> [Prompt]: Swap "Indicate" for "Mark" everywhere in the material below, and reproduce every other line without change.

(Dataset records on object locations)
----------------

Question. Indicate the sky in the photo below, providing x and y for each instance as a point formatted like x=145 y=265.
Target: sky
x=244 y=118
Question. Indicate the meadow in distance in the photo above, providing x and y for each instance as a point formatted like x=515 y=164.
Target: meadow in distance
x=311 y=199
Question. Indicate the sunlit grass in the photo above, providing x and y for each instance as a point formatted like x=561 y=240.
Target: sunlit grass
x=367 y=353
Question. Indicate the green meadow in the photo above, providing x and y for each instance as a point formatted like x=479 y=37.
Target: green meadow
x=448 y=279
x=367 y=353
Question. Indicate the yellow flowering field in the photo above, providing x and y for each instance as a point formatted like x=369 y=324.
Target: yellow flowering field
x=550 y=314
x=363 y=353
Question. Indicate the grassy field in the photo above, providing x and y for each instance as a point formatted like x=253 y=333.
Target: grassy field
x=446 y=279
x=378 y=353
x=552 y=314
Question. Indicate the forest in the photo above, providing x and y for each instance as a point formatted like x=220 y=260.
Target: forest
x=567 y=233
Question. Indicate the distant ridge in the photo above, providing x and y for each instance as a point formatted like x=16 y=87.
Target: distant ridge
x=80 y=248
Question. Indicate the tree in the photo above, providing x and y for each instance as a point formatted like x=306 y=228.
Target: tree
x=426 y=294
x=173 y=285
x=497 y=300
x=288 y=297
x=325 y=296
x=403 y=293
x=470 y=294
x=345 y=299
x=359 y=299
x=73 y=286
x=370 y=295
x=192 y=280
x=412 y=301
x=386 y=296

----------------

> [Finished answer]:
Question. Mark the sky in the photo below, providing x and y for each instance as a point formatted like x=145 y=265.
Target: sky
x=244 y=118
Question. Mark the meadow in distance in the photo above, providing x and y for each instance as a point formatted like x=515 y=164.
Target: meadow in distance
x=311 y=199
Question. Mark the sunlit grass in the photo above, providing x and y for each instance as a point formatted like x=561 y=240.
Target: sunlit grass
x=367 y=353
Question. Mark the green meadow in the photo above, providing x and y for each instance as a point formatted like x=479 y=37.
Target: green meadow
x=448 y=279
x=367 y=353
Question. Mark the yellow flowering field in the photo above, providing x and y for each instance as a point formatted like x=369 y=324.
Target: yellow flowering field
x=550 y=314
x=363 y=353
Question. Mark the grassy field in the photo above, providing x and y for each instance as a point formatted like x=253 y=333.
Target: grassy field
x=446 y=279
x=378 y=353
x=552 y=314
Question. Mark the forest in the photo above, providing x and y for each instance as a point formatted like x=220 y=260.
Target: forest
x=567 y=233
Question. Mark the distant ridge in the photo above, providing x and y for each instance as a point formatted like x=16 y=87.
Target: distant ridge
x=80 y=248
Question. Mark the tree in the photo above, providing x and y for each instance as a point formatted like x=306 y=228.
Target: tree
x=426 y=294
x=173 y=285
x=497 y=300
x=288 y=297
x=325 y=296
x=403 y=293
x=470 y=294
x=345 y=299
x=359 y=299
x=73 y=286
x=370 y=295
x=192 y=280
x=412 y=301
x=386 y=296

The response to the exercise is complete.